Goal of the exercise — Summarize the Unity combination lock tutorial below in two sentences.
START Document extract
How to Make a Cylindrical Combination Lock In Unity, Part II

10th January 2025 • 7 min read

In the previous part, we created a cylindrical combination lock with four digits. We wrote all the scripts and assembled the lock manually in the editor from various assets. But what if we want to quickly generate a lock with any number of digits? We could prepare prefab variants with digits ranging from 3 to 10, for example, or we can create an editor tool to handle the assembling for us.

In today's part, we'll see that building such a tool is not difficult if we prepare modular parts cleverly. And that's where we're going to start. If you followed along in the previous part and wish to continue, open the project and briefly review the Lock structure in the scene hierarchy.

Now, create a new directory in the Assets folder of your project and name it Prefabs. Drag everything out of the Lock game object in scene hierarchy, reset its position to zero, and turn the empty Lock into a prefab by dragging and dropping it into the Prefabs directory. Make sure that the Lock script and the MaterialSwitcher script, along with all assigned values and material references, remains on the Lock prefab.

Lock and MaterialSwitcher script that we setup in the previous part.

Repeat the same steps for one of the cylinders, don't forget to zero their positions, and do the same also for the case parts. While turning into a prefab the Case_Middle object, set the Y component of its scale back to 100. In the end, you should have a total of five prefabs: Lock, Cylinder, Case_Side_L, Case_Side_R, and Case_Middle. Again, make sure all the scripts remains on these prefabs.

LockFactoryWindow Editor Script

We now have all the prefabs we need, so let's implement an editor window script. Create a new directory in the Assets folder and name it Editor. It's important to place all scripts that depend on the Unity Editor API inside this directory to ensure they are excluded from the build. Inside this Editor directory, create a new file and name it LockFactoryWindow.cs.

Let's now implement the LockFactoryWindowclass, starting with variables for input fields with default values and GameObject references for the five prefabs we just created.
END Document extract
START Data supplied
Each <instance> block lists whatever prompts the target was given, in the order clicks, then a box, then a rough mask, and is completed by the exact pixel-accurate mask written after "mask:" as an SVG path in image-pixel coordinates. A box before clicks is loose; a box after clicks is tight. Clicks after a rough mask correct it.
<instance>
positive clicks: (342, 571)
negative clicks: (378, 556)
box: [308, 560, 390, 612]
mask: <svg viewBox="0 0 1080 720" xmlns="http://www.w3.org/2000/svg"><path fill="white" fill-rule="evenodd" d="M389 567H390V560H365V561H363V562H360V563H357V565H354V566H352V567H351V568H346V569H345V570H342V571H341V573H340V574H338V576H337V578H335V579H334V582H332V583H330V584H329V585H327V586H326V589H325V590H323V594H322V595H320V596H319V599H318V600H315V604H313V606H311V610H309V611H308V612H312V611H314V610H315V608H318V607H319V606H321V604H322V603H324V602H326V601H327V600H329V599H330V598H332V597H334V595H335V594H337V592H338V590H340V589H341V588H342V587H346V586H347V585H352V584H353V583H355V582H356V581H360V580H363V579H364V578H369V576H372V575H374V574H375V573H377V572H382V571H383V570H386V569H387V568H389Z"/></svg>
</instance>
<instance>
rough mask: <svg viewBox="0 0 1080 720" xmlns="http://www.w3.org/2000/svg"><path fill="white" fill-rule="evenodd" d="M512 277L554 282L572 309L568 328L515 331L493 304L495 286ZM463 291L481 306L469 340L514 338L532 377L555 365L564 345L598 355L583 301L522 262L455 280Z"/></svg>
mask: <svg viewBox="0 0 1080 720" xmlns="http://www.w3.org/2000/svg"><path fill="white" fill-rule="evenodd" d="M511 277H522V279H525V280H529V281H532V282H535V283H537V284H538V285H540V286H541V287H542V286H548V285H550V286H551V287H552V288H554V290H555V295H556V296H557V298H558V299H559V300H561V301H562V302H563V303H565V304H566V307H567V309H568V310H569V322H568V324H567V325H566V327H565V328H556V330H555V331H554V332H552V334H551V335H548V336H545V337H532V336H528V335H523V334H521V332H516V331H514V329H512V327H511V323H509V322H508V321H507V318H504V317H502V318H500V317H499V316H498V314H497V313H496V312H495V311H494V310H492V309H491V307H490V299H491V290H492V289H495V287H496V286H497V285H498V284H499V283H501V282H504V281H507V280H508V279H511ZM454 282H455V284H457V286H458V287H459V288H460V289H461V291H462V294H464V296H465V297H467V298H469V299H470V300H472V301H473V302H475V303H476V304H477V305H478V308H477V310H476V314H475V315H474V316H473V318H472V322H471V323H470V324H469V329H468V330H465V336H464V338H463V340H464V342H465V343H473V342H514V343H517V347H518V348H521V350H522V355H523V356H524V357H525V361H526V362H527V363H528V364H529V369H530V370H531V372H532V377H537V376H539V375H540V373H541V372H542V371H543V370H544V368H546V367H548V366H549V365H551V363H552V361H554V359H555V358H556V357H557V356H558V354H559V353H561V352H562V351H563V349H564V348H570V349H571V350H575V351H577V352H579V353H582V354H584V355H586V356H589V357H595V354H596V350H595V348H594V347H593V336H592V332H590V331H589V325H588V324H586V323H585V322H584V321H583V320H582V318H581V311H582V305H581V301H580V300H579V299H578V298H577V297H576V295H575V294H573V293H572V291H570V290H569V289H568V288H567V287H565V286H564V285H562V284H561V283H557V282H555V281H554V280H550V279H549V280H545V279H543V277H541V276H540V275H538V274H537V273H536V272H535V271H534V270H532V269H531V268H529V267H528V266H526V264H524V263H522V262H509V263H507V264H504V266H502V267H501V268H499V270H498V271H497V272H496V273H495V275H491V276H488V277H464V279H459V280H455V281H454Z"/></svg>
END Data supplied
Exercise output — The tutorial builds on an earlier four-digit cylindrical combination lock by turning the Lock, a Cylinder, and the three case parts into five prefabs with zeroed positions while keeping their scripts attached. It then has the reader create an Editor directory, which keeps editor-dependent scripts out of the build, and start a LockFactoryWindow editor script for generating a lock with any number of digits.